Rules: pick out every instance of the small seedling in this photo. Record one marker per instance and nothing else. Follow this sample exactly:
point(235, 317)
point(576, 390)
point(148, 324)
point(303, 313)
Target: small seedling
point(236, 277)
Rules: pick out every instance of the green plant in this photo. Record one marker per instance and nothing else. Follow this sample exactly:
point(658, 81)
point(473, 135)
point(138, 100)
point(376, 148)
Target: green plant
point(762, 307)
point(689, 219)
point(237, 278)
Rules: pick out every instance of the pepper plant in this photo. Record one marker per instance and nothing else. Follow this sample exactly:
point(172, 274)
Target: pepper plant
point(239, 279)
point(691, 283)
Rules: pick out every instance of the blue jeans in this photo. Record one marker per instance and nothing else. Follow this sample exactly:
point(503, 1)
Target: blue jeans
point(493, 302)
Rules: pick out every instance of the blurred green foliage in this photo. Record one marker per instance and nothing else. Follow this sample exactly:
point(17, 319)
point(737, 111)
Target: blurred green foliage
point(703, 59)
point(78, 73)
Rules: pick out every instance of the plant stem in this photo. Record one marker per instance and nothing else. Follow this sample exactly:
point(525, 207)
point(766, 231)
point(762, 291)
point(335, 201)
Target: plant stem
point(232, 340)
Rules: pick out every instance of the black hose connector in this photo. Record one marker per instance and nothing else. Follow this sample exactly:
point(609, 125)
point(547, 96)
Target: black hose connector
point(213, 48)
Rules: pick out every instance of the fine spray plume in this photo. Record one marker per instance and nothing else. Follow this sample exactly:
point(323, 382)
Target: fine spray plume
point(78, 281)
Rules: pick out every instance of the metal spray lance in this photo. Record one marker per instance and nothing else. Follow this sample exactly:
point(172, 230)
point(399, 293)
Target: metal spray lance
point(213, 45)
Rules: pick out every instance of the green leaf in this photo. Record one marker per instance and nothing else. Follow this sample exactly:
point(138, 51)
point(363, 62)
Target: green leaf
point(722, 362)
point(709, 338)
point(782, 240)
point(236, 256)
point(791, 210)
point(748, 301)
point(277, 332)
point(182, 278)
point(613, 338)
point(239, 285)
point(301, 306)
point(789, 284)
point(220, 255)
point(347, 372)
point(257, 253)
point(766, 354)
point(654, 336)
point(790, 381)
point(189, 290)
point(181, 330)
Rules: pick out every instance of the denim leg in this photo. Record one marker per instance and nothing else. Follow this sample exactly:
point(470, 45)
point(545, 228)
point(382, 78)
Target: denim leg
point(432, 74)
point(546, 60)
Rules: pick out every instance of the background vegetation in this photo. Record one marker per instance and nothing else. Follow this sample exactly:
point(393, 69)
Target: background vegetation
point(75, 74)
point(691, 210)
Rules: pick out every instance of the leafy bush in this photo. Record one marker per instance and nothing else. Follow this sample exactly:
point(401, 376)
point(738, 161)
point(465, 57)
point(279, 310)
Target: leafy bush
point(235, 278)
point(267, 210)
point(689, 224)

**Exercise objective**. Copy all of the entries above line for line, without changing anything.

**Result for this task**.
Rules: pick out every instance of the small seedling in this photo. Record one marker per instance and nothing else. Follow this sample exactly:
point(235, 317)
point(576, 390)
point(148, 324)
point(303, 313)
Target: small seedling
point(236, 277)
Rules: pick out every instance of the green plant in this photo. Record one marker per instance and nothing else. Follow this sample exactly:
point(658, 81)
point(473, 135)
point(138, 100)
point(376, 148)
Target: green plant
point(762, 307)
point(689, 219)
point(237, 278)
Rules: pick out every instance of the pepper plant in this photo. Record one marker per instance and nothing else. Follow this sample exactly:
point(172, 274)
Target: pepper plant
point(239, 279)
point(691, 283)
Rules: pick out every instance of the blue jeans in this photo. Record one marker per instance and nothing else. Follow this sample exactly:
point(503, 1)
Target: blue jeans
point(493, 302)
Rules: pick out every instance of the blurred green foliage in this photo. Record one marker per instance and nothing else. Follow this sample exactly:
point(17, 319)
point(737, 111)
Target: blurred green foliage
point(703, 59)
point(78, 73)
Rules: pick out every instance of the plant stem in this photo. Record one marker per instance and nothing else. Follow this sample exactly:
point(525, 207)
point(766, 231)
point(762, 291)
point(335, 201)
Target: plant stem
point(232, 340)
Rules: pick out every instance of the black hose connector in this photo. Record one marker per instance and nothing else. Follow this sample exactly:
point(609, 125)
point(547, 96)
Target: black hose connector
point(213, 48)
Rules: pick out every instance of the fine spray plume in this photo. Record one marker per instance and nothing else. Follow this sample exactly:
point(323, 382)
Target: fine spray plume
point(78, 281)
Rules: pick out every instance of the metal spray lance in this photo. Record one marker per instance and nothing else. Follow this sample exactly:
point(172, 230)
point(399, 293)
Target: metal spray lance
point(213, 45)
Rules: pick out every instance of the green leaf in this photo. Record one marker per instance and nothing else. Follow this sample exactly:
point(138, 51)
point(363, 62)
Target: green leaf
point(722, 362)
point(709, 338)
point(782, 240)
point(236, 256)
point(791, 210)
point(748, 301)
point(277, 332)
point(182, 278)
point(613, 338)
point(239, 285)
point(301, 306)
point(789, 284)
point(220, 255)
point(347, 372)
point(257, 253)
point(766, 354)
point(654, 336)
point(790, 381)
point(189, 290)
point(181, 330)
Rules: pick out every instance of the denim leg in this photo. Record one marker per instance and nothing else. Follow this sample exactly:
point(470, 45)
point(545, 228)
point(382, 78)
Target: denim leg
point(432, 74)
point(546, 60)
Rules: pick out every instance of the background vegetation in this photo. Record one marker per instance and nothing else. Follow this sample exactly:
point(393, 69)
Target: background vegetation
point(75, 74)
point(691, 210)
Rules: pick out every instance of the leafy bush in this photo. Record one marker per instance and nothing else. Follow this sample exactly:
point(401, 376)
point(738, 161)
point(465, 57)
point(279, 310)
Target: leafy bush
point(235, 278)
point(267, 210)
point(689, 224)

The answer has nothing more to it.